::: DATA FOR THIS EXERCISE :::

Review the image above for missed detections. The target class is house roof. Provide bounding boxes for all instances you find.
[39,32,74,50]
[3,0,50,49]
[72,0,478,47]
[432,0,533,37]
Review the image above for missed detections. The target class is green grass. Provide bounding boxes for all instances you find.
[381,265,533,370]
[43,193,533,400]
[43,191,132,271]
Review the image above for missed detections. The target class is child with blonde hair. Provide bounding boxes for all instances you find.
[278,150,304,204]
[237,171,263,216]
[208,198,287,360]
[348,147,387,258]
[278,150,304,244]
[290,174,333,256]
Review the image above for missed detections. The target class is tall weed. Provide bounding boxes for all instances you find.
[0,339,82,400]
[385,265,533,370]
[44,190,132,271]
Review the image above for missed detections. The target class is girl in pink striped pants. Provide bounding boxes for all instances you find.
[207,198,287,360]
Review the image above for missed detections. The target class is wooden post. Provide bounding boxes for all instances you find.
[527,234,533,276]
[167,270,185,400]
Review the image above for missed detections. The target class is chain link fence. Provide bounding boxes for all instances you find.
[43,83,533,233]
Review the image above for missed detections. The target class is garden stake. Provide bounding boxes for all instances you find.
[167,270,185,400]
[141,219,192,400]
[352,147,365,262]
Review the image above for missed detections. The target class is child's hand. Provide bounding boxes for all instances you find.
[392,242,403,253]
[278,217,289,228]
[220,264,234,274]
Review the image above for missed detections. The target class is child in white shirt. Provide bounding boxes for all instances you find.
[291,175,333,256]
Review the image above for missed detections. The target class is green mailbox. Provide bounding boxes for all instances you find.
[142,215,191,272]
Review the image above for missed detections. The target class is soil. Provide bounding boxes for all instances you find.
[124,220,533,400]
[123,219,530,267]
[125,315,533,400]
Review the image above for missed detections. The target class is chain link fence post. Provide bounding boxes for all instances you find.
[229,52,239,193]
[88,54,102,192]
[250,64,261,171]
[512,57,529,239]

:::
::: DATA FOR THIS EXERCISE :::

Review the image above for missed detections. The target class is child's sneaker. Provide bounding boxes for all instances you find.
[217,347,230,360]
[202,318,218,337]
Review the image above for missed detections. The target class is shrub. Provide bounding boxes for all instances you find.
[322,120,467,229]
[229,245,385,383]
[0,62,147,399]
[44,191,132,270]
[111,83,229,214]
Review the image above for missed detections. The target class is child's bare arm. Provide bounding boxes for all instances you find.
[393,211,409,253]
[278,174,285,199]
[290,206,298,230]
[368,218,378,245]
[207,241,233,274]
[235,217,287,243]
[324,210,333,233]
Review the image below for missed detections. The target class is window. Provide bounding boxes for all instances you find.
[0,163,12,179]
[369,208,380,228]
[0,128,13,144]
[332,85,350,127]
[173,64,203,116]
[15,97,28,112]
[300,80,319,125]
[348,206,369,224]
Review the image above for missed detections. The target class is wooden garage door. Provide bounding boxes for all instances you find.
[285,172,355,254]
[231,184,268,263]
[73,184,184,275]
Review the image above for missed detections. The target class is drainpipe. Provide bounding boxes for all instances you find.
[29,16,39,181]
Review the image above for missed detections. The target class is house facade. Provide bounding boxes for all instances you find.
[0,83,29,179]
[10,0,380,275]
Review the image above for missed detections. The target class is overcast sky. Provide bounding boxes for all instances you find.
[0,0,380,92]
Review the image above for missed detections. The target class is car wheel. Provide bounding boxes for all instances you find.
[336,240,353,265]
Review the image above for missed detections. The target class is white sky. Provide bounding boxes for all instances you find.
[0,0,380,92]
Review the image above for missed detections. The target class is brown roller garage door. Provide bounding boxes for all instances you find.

:::

PROMPT: In the data from the line with "is child's hand." to the line with "[291,175,333,256]", swap "white shirt" for "gray shirt". Return only those lines, otherwise unchanged.

EXERCISE SOLUTION:
Review the image above for missed detections. The target class is child's hand. Provide bounding boxes for all instances you find.
[392,242,403,253]
[278,217,289,228]
[220,264,234,274]
Review the image above for missed detections. The target class is child in gray shirt. Provide bounding boxes for all instances you find.
[291,175,333,256]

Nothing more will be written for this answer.